Saved data entries:

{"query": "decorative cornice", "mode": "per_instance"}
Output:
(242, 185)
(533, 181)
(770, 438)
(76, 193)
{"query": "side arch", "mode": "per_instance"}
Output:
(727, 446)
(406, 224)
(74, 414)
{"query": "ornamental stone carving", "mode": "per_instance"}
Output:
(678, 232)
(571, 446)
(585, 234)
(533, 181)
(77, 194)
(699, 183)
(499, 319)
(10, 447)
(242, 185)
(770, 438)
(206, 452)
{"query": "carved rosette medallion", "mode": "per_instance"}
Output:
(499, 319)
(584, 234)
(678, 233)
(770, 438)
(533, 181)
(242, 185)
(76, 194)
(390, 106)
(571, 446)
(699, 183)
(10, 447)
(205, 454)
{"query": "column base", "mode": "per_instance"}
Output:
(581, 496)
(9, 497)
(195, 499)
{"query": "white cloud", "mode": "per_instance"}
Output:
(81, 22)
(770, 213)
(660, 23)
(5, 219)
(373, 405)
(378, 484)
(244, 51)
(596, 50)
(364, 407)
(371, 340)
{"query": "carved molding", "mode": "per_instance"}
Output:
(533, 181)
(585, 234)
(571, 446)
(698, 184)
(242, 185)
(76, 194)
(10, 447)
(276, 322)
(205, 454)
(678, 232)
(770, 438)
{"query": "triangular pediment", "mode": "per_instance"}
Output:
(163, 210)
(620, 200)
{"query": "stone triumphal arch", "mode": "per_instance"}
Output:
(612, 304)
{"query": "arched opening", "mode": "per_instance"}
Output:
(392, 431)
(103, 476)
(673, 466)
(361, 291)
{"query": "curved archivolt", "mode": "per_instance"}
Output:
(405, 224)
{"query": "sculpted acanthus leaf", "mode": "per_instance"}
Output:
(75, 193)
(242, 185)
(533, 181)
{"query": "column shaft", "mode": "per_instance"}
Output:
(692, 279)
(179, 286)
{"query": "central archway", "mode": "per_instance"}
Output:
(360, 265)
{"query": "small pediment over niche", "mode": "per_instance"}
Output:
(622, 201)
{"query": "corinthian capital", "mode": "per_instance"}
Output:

● **PROMPT**:
Scan the preceding records for lines with the word "stone". Say how many there are and nothing else.

● **OUTPUT OF THE TASK**:
2